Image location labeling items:
--- start ---

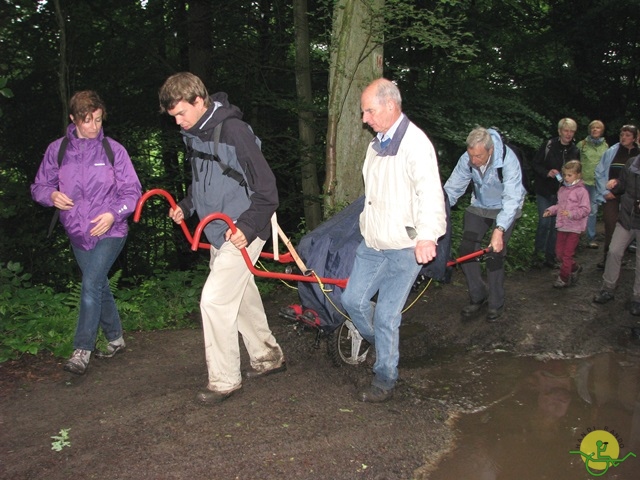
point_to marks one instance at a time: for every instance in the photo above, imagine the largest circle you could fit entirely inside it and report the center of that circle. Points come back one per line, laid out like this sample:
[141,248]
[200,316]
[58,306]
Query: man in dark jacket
[627,229]
[547,167]
[230,176]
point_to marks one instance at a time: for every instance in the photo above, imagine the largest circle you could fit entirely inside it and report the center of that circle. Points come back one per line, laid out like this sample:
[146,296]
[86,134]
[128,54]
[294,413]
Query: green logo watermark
[600,450]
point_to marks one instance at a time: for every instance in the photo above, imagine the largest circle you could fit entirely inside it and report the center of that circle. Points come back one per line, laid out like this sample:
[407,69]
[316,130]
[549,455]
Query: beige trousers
[231,304]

--- end ---

▸ What is asked: Rewrite all the items above with "largest circle" swapped for "biggest circle" and nothing else altered, leaving out the pictures.

▸ Solution to the exercise:
point_to marks one instance at a time: for every instance in the photo above, imagine the biggest circle you could fit entirely inside it and report the center of that circle. Points come back one per line, laid out like this sample:
[141,248]
[200,316]
[58,306]
Query: man in dark jacket
[627,229]
[547,167]
[230,176]
point_to marks one instance at a time: for every instance in the photo above, imagine the biggest circle you could fit entirely inside it and report the center of that circle. Points come back one per line, laid out like this sample:
[146,296]
[86,134]
[128,54]
[294,413]
Query: green logo watermark
[600,450]
point_to marks one instance at a time: for every instance in the photo above, imagine the biggest circle you could fit entirely inside it and report the center of that circle. Points come back one per line, laid out like this sample:
[407,69]
[316,130]
[549,455]
Query: beige trousers
[231,304]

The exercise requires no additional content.